§ TRAVAIL À FAIRE
- 1) Répondez aux questions suivantes à partir de l'extrait de page sur le recours à l'avortement en France :
(a) Dans quelle revue, et dans quel numéro, l'article de Chantal Blayo a-t-il été publié ?
(b) Combien d'avortements le SESI a-t-il comptabilisés en 1992 ?
(c) Selon l'estimation, de combien à combien le nombre d'avortements aurait-il augmenté entre 1976 et 1981 ?
- 2) Indiquez si chacune des affirmations suivantes est conforme à l'extrait de page sur le recours à l'avortement en France. Répondez par oui ou par non et citez les mots décisifs de l'extrait :
(a) En 1992, le taux de couverture des avortements déclarés atteignait 86 %.
(b) La loi confie la pratique des avortements au secteur privé.
(c) Des signes de détérioration de l'enregistrement sont apparus dès 1983.

§ EXTRAIT DE PAGE
########

À cette lettre, Chantal Blayo avait joint un de ses articles publiés dans une revue spécialisée, Population n°3 de 1995, intitulé "L’évolution du recours à l’avortement en France depuis 1976", article qui précise les estimations qu’elle propose.
Résumons-nous
On cherche à connaître le nombre d’avortements pratiqués en France dans un premier temps. La loi impose que les avortements pratiqués fassent l’objet d’une déclaration. Elle n’est pas toujours respectée : "l’absence de déclaration résulte d’une négligence ou d’une volonté délibérée de ne pas déclarer les avortements pratiqués". Le secteur public est d’après la loi chargé de ces actes ainsi le nombre d’avortements déclarés est lié à la capacité d’accueil du secteur public. À partir des enquêtes hospitalières portant sur l’activité des établissements, le nombre d’avortements non déclarés "par négligence" est évalué par le SESI (1) à condition toutefois que ces actes soient classés dans la rubrique IVG par les établissements.
Ainsi, en 1992, le SESI a comptabilisé 195120 avortements pour 167458 avortements déclarés, soit un taux de couverture de 86%. En prenant comme base le remboursement de l’acte, on obtient 198617 IVG en 1992.
Reste le "chiffre noir" des avortements : ceux classés dans une autre rubrique ne figurent pas dans ces statistiques.
On trouve néanmoins dans l’article de Chantal Blayo une série du nombre total d’avortements estimé qui va de 250000 en 1976 à 227000 en 1993.
« L’estimation repose sur les hypothèses et les constatations suivantes :
- Une part de la hausse des avortements déclarés de 1976 à 1981 tiendrait à une amélioration de l’enregistrement, dont témoigne l’homogénéisation de la carte des avortements par département au cours de cette période. Une autre part de la hausse tiendrait à l’évolution de la structure par âge de la population féminine. Le nombre annuel moyen d’avortements par femme serait ainsi resté stable pendant cette période alors que le nombre d’avortements aurait légèrement augmenté (de 250000 à 265000).
- Les signes d’amélioration de l’enregistrement ont disparu dès 1983 et aucun signe de détérioration n’est alors apparu. La baisse des avortements déclarés, de 1983 à 1987, correspondrait à une réelle baisse du nombre d’avortements pratiqués, et la poursuite du progrès de l’enregistrement aurait masqué, entre 1981 et 1983, le début de cette baisse.
- Enfin, de 1987 à 1991, la tendance à une légère hausse du nombre d’avortements déclarés paraît devoir, à nouveau, être attribuée à une petite amélioration de l’enregistrement, stoppée en 1991. Le nombre réel des avortements serait resté stable pendant cette période et serait en légère baisse depuis. On compterait aujourd’hui un peu moins de 230000 avortements par an. »

########

§ INFORMATIONS FOURNIES
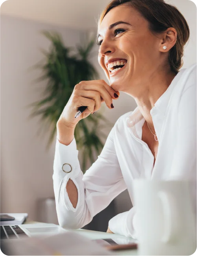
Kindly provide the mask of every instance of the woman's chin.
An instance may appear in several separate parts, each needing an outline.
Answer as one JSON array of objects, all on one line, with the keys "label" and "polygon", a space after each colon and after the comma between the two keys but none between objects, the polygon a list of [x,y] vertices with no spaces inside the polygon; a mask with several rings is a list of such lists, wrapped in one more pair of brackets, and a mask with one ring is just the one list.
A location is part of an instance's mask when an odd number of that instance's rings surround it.
[{"label": "woman's chin", "polygon": [[114,82],[110,81],[110,85],[111,87],[116,92],[118,91],[121,92],[123,89],[122,82],[120,80]]}]

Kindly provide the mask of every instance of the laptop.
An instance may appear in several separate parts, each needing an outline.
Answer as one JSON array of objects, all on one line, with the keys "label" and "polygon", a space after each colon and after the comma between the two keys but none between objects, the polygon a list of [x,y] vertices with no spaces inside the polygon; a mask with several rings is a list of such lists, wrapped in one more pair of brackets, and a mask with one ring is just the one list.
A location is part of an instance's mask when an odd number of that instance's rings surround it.
[{"label": "laptop", "polygon": [[28,237],[42,237],[68,232],[58,225],[40,223],[0,226],[0,239],[20,239]]}]

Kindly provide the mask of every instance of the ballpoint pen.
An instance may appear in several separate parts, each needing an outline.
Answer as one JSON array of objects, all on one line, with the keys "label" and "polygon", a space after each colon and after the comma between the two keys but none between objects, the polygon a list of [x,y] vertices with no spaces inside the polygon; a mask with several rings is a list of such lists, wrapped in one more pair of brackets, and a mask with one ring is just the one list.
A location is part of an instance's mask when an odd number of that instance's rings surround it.
[{"label": "ballpoint pen", "polygon": [[82,106],[81,107],[79,107],[78,110],[78,111],[76,113],[75,115],[75,118],[76,118],[77,117],[79,116],[82,114],[83,111],[86,109],[87,107],[86,106]]}]

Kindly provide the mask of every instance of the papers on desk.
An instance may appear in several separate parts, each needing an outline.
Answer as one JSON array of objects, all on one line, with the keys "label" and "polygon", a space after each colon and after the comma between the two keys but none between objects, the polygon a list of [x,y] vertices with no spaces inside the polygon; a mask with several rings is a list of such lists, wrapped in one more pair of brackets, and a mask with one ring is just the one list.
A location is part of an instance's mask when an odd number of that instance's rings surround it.
[{"label": "papers on desk", "polygon": [[14,217],[15,219],[13,221],[0,221],[0,225],[20,225],[25,221],[28,217],[28,214],[26,213],[22,214],[7,214],[12,217]]},{"label": "papers on desk", "polygon": [[41,238],[11,239],[4,242],[4,255],[10,256],[113,256],[96,243],[67,232]]}]

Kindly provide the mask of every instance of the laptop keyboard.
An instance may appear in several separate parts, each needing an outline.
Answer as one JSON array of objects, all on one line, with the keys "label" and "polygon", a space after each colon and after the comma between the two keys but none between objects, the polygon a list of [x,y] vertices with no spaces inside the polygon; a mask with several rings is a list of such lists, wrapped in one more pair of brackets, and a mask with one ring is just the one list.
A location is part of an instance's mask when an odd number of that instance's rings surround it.
[{"label": "laptop keyboard", "polygon": [[27,236],[18,226],[0,226],[0,239],[22,238]]}]

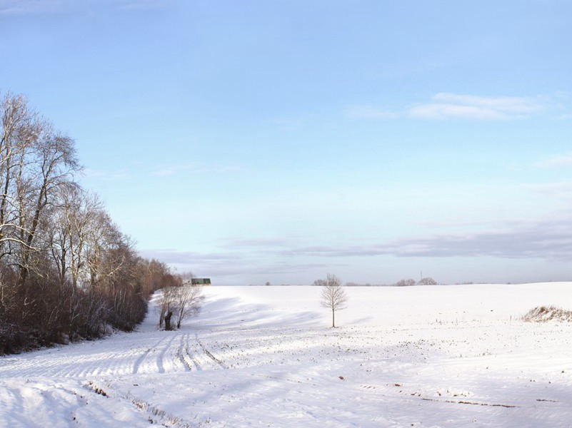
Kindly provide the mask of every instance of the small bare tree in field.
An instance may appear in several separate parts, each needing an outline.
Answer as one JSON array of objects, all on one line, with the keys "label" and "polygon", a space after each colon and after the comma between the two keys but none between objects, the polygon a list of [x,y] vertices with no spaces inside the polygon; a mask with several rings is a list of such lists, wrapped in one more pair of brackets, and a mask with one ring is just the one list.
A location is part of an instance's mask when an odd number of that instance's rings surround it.
[{"label": "small bare tree in field", "polygon": [[316,285],[322,287],[322,307],[331,310],[331,326],[336,327],[336,311],[346,309],[348,307],[349,297],[341,285],[341,280],[335,275],[328,274],[325,280],[318,280]]},{"label": "small bare tree in field", "polygon": [[200,287],[183,286],[176,292],[176,321],[177,328],[181,328],[181,322],[185,318],[192,318],[201,312],[201,306],[204,296]]},{"label": "small bare tree in field", "polygon": [[[159,302],[159,327],[164,322],[166,330],[173,330],[175,326],[181,328],[184,320],[201,312],[203,300],[204,296],[200,287],[179,285],[164,288]],[[171,322],[173,316],[174,322]]]}]

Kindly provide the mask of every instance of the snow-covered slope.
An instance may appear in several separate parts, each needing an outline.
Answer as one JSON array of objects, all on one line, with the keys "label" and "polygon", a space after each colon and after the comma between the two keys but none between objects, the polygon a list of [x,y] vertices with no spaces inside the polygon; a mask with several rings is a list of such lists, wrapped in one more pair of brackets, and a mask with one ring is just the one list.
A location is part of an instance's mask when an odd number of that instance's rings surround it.
[{"label": "snow-covered slope", "polygon": [[[572,284],[211,287],[199,318],[0,358],[0,426],[569,427]],[[156,299],[159,296],[156,297]]]}]

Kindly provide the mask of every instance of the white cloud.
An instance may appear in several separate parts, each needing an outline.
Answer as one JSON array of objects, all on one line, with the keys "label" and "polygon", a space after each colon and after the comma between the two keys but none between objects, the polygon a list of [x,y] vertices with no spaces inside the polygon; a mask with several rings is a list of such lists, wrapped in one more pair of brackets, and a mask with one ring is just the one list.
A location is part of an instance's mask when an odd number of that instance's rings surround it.
[{"label": "white cloud", "polygon": [[151,172],[153,175],[157,177],[169,177],[185,173],[188,174],[216,173],[223,174],[236,173],[243,170],[243,168],[236,165],[206,165],[198,162],[191,163],[174,163],[159,166]]},{"label": "white cloud", "polygon": [[[561,98],[562,97],[560,97]],[[417,103],[401,111],[373,106],[351,106],[345,116],[362,119],[391,119],[408,117],[428,120],[514,121],[552,115],[554,118],[569,116],[554,97],[481,96],[441,92],[428,102]],[[556,112],[560,111],[558,116]]]},{"label": "white cloud", "polygon": [[572,193],[572,182],[546,183],[543,184],[529,184],[526,188],[533,192],[545,195],[563,195],[568,199]]},{"label": "white cloud", "polygon": [[440,93],[428,103],[408,110],[411,117],[423,119],[508,121],[526,119],[555,107],[545,96],[478,96]]},{"label": "white cloud", "polygon": [[149,10],[163,7],[166,0],[0,0],[0,15],[54,14],[85,5],[109,6],[121,10]]},{"label": "white cloud", "polygon": [[345,113],[347,117],[357,119],[393,119],[400,116],[398,113],[371,106],[351,106]]},{"label": "white cloud", "polygon": [[534,163],[536,168],[557,168],[572,166],[572,152],[552,156]]},{"label": "white cloud", "polygon": [[94,180],[101,180],[103,181],[114,181],[129,177],[126,170],[104,170],[87,168],[84,170],[84,173],[88,178]]}]

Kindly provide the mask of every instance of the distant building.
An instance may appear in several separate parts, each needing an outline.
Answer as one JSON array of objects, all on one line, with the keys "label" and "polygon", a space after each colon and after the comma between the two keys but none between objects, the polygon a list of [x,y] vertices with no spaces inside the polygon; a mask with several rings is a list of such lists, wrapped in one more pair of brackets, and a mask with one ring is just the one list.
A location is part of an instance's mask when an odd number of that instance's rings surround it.
[{"label": "distant building", "polygon": [[191,285],[210,285],[211,278],[192,278],[191,280]]}]

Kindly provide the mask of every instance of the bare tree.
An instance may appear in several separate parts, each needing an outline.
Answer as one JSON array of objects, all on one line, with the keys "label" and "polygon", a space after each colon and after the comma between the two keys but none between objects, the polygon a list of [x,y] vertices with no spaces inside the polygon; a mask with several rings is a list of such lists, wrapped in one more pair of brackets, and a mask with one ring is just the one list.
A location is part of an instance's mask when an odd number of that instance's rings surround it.
[{"label": "bare tree", "polygon": [[183,320],[196,317],[201,312],[203,300],[204,296],[200,287],[185,285],[179,287],[176,292],[177,328],[181,328]]},{"label": "bare tree", "polygon": [[331,326],[336,327],[336,311],[347,307],[349,297],[341,286],[341,280],[335,275],[328,274],[325,280],[318,280],[315,285],[322,287],[321,306],[331,310]]}]

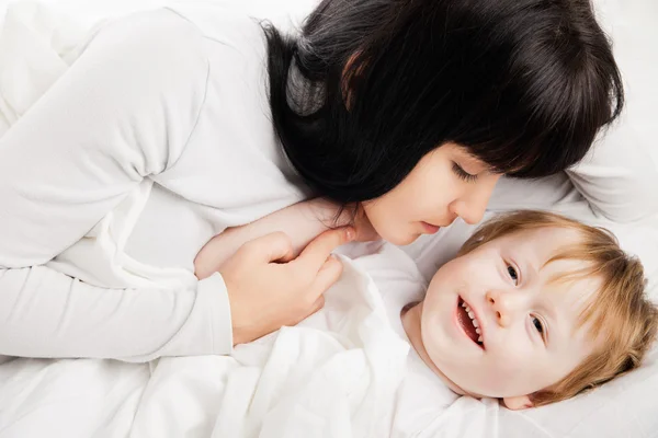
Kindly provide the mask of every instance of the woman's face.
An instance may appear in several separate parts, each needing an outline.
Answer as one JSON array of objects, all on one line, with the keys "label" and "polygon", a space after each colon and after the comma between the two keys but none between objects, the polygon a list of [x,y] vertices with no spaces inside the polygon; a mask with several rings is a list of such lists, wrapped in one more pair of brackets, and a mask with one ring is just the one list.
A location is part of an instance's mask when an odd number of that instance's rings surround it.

########

§ RÉPONSES PAR CONSIGNE
- 1)
(a) Dans la revue Population, n°3 de 1995.
(b) 195120 avortements.
(c) De 250000 à 265000.

- 2)
(a) Oui : « soit un taux de couverture de 86% ».
(b) Non : « Le secteur public est d’après la loi chargé de ces actes ».
(c) Non : « aucun signe de détérioration n’est alors apparu ».